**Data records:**
....

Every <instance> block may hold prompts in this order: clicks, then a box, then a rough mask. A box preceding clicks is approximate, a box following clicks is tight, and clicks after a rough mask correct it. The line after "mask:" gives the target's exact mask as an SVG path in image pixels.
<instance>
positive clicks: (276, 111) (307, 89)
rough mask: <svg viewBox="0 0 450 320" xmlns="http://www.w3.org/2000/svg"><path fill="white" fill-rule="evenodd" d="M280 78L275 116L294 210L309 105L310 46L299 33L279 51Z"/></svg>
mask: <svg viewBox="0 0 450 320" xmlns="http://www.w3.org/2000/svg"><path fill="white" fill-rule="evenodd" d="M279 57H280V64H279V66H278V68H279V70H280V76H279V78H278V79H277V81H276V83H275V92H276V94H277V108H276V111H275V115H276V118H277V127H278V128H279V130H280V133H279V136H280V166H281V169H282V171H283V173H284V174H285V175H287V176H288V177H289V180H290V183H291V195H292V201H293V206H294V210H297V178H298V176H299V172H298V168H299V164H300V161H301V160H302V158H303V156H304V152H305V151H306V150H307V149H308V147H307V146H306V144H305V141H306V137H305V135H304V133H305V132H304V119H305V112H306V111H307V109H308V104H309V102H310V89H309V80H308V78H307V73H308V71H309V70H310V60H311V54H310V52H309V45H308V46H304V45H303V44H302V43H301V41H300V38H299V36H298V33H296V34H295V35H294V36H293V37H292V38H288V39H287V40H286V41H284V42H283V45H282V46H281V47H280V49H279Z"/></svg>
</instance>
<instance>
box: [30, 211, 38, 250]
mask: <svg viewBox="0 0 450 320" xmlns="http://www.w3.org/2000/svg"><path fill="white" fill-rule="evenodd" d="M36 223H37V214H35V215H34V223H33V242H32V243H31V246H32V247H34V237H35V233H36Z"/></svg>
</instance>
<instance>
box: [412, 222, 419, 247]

....

**INSTRUCTIONS TO FOLLOW:** The answer must restate each entry word for word.

**RESPONSE:**
Every <instance> block may hold prompts in this order: clicks, then a box, then a rough mask. A box preceding clicks is approximate, a box following clicks is tight, and clicks after a rough mask correct it. The line after "mask:" gives the target's exact mask as an SVG path in image pixels.
<instance>
positive clicks: (276, 111) (307, 89)
rough mask: <svg viewBox="0 0 450 320" xmlns="http://www.w3.org/2000/svg"><path fill="white" fill-rule="evenodd" d="M280 78L275 116L294 210L309 105L310 46L299 33L279 51Z"/></svg>
mask: <svg viewBox="0 0 450 320" xmlns="http://www.w3.org/2000/svg"><path fill="white" fill-rule="evenodd" d="M279 57H280V64H279V66H278V68H279V70H280V76H279V78H278V79H277V81H276V83H275V92H276V94H277V108H276V111H275V115H276V118H277V127H278V128H279V130H280V133H279V136H280V166H281V169H282V171H283V173H284V174H285V175H287V176H288V177H289V180H290V183H291V195H292V201H293V206H294V210H297V178H298V176H299V172H298V168H299V164H300V161H301V160H302V158H303V156H304V152H305V151H306V150H307V149H308V147H307V146H306V144H305V141H306V137H305V135H304V133H305V132H304V119H305V112H306V111H307V109H308V104H309V102H310V89H309V80H308V78H307V73H308V71H309V70H310V60H311V54H310V52H309V45H308V46H304V45H303V44H302V43H301V41H300V38H299V36H298V33H296V34H295V35H294V36H293V37H292V38H288V39H287V40H286V41H284V42H283V45H282V46H281V47H280V49H279Z"/></svg>
</instance>
<instance>
box: [30, 211, 38, 250]
mask: <svg viewBox="0 0 450 320" xmlns="http://www.w3.org/2000/svg"><path fill="white" fill-rule="evenodd" d="M36 223H37V214H35V215H34V223H33V242H32V243H31V246H32V247H34V237H35V233H36Z"/></svg>
</instance>
<instance>
box: [412, 222, 419, 247]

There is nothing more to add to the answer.